Given passage
◆ ◆ ◆

Sunday, November 25, 2012

Who Gets the Tradition?



Before I was a single mom, I spent Thanksgiving gobbling up traditional trappings at an intimate gathering of...oh, about 70 people. Sometimes the gatherings were at someone's house; sometimes they were at a rented church hall. Marrying into this kind of holiday tradition was a change for me, but I tried my darnedest to fit right in. But as you know, if you've read any Roaring Moms posts at all, we have a Murphy's Law Life. What can go wrong, will go wrong.

There was the year I hosted the event at our Painted Lady Victorian Home. The only bathroom available to the hoards of family was upstairs, which was problematic enough. When the toilet boycotted and started spewing everything back up until it drained through the cracks in the ceiling and into the living room football lounge, that's when the real trouble started--and the guests left. Then there was the year I caught some nasty influenza virus literally the night before. Feeling it was too late to change venues and because it was potluck anyway, the hubby decided I could quarantine myself in the bedroom. You know, it might not have been too bad to lay in bed all day while someone else catered the meal and cleaned up, if I hadn't been on fire with fever and coughing up blood. It was awful!

◆ ◆ ◆

Exercise A
Answer each question from the Thanksgiving blog post:
(i) About how many people attended the Thanksgiving gatherings?
(ii) Where in the Painted Lady Victorian Home was the only bathroom available to the guests?
(iii) In which room was the writer quarantined during the influenza year?
Exercise B
Write the next part of the Thanksgiving blog post, picking up after its last sentence.
The data after the Thanksgiving blog post comes from a separate source.

Stored data
◆ ◆ ◆

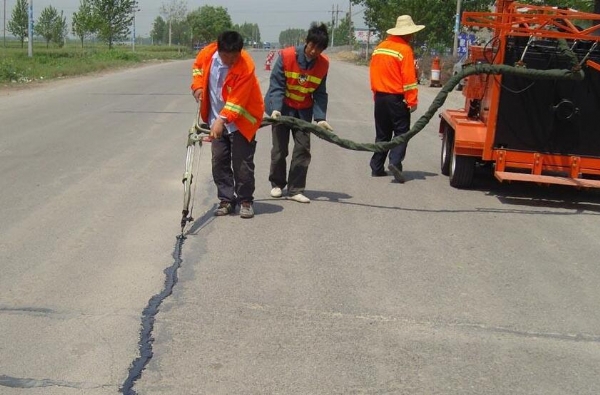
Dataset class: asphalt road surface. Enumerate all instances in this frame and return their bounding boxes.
[0,52,600,395]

◆ ◆ ◆

Exercise answer A
(i) About 70 people.
(ii) Upstairs.
(iii) The bedroom.

Exercise answer B
Most Thanksgivings weren't so cursed. Just mine, of course. Nevertheless, chaotic, messy, noisy, crowded Thanksgivings have blessed my kids their entire lives. Their father and I deciding we would live in separate houses didn't need to change that for them.

For the past several years, my Thanksgivings have been comparatively smaller affairs--sometimes spent with my family, sometimes with my kids, sometimes with my friends, and once alone. That was fine too, because I treated myself to a big ol' stack of IHOP blueberry pancakes and no one was around to tell me that IHOP blueberry pancakes aren't Thanksgiving worthy. I've truly come to savor the small Thanksgiving. Our lives are chaotic, noisy, and messy on a daily basis. A quiet holiday that comes right after soccer and theatre season is quite welcome. There is nothing like a cozy fireplace, a cup of cocoa, the Macy's parade, a simple gathering, and a quiet day to pump me up for the Christmas season. At the end of it, I am honestly grateful that my children spent a crazy couple of hours with the cousins and battled Black Friday with that side of the family while I sat in my pajamas, stuffing my face. And I have never again had to plunge another toilet on Thanksgiving Day.

So regardless of what "the papers" that all divorced couples refer to like they are the third tablet to come down from Mt. Sinai say, the kids still get their chaotic Thanksgiving tradition with their cousins and aunts and uncles. And that's the way it should be. Through divorce, you might be able to split furniture and bank accounts evenly, but not traditions.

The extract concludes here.